(WHAT IS ASKED)
Switch "vertex" to "corner" in the data from the start through the line containing "Query: blue sky", leaving everything else unchanged, and give only those lines. Leave the pictures out of your answer.

(RAW DATA)

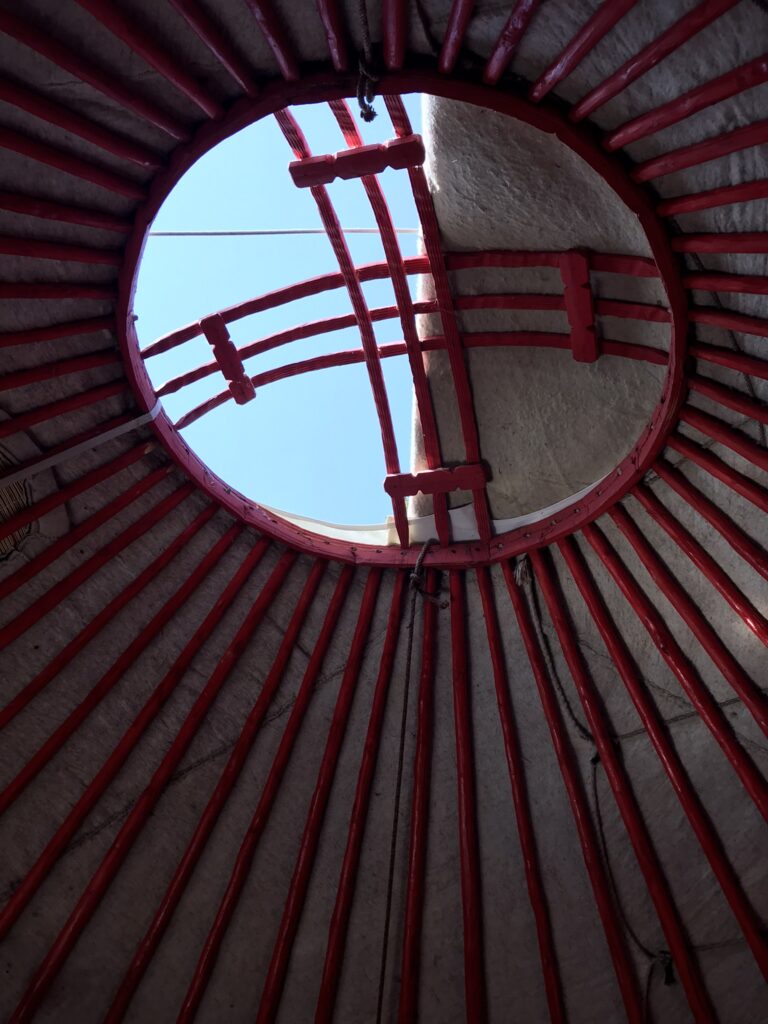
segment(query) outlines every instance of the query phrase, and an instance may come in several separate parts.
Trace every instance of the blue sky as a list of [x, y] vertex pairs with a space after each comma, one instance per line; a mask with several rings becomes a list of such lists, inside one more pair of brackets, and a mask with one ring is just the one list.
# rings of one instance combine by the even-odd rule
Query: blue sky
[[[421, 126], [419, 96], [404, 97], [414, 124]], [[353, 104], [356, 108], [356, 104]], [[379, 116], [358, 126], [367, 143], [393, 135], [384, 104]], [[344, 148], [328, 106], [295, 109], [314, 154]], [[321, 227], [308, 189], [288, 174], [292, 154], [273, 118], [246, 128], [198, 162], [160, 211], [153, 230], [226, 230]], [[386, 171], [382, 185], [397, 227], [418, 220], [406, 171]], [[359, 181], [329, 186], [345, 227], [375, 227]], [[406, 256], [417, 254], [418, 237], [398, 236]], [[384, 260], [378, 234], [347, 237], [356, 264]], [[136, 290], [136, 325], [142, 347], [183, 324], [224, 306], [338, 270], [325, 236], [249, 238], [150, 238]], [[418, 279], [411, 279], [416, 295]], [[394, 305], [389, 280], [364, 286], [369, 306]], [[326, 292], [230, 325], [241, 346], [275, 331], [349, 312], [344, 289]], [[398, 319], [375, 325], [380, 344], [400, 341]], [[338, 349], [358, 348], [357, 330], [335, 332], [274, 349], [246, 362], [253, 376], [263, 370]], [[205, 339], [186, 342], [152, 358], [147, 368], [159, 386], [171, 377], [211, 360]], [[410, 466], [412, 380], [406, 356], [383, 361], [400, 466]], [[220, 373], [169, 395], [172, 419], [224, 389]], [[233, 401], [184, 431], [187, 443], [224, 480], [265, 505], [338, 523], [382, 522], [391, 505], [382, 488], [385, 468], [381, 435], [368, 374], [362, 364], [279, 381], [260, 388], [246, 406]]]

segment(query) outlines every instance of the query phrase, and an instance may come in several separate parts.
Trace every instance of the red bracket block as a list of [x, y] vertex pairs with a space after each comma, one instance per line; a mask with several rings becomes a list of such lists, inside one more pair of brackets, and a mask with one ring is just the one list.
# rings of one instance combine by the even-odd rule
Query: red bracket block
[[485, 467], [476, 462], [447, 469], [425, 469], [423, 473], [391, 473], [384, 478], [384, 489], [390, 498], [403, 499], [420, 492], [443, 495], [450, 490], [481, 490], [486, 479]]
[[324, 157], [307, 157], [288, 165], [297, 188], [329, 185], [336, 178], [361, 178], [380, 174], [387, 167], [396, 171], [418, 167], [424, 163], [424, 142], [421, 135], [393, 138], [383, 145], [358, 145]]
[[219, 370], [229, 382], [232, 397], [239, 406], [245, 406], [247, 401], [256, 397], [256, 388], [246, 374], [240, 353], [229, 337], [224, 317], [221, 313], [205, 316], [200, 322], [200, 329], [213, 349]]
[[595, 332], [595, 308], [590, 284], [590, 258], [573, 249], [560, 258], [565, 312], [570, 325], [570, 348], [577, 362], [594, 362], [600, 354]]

(ANSWER TO THE TASK)
segment(query) outlines every instance of the query phrase, and an instance may come in several separate parts.
Trace every instance of the blue sky as a list of [x, y] corner pairs with a space after each comma, one instance per line; a mask with several rings becomes a list of such lists, inside one more pair of brackets, and a mask with one ring is just the one list.
# rings of one instance combine by the even-odd rule
Query: blue sky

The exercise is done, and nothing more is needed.